PROBLEM TO WORK ON
Count the lines in the data below that contain the string "Target", and reply with that number alone.

INPUT RECORDS
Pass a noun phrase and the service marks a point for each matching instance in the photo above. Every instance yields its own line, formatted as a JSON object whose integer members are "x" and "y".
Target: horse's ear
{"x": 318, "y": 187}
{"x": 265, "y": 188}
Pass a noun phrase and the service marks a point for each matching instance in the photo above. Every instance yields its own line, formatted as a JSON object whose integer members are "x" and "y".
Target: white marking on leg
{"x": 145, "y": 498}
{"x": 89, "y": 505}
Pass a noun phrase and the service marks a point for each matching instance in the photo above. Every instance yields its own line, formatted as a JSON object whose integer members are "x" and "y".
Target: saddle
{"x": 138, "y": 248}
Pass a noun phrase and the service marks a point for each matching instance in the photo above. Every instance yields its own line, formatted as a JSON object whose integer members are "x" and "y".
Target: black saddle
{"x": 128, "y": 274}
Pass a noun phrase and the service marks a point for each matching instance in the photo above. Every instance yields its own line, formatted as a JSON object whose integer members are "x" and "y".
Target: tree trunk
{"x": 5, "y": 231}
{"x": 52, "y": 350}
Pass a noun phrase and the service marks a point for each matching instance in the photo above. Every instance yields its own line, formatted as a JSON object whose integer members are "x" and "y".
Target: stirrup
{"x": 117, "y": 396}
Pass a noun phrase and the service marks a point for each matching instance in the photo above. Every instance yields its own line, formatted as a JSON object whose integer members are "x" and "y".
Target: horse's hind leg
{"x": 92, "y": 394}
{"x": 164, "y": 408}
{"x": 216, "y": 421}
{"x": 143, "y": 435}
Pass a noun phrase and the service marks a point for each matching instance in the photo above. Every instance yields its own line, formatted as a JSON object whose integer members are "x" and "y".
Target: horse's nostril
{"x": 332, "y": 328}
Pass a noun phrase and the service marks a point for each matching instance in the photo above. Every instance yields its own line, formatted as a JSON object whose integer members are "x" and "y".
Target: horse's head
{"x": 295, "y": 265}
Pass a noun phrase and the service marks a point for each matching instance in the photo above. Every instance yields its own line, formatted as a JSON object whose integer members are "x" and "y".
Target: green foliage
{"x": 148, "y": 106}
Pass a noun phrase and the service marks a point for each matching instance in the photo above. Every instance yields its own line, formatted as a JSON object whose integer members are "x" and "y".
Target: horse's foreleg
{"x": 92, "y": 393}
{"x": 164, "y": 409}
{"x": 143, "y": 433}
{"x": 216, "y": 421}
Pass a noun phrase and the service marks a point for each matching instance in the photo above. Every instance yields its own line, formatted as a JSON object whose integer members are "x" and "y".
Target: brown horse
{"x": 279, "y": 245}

EXPECTED ANSWER
12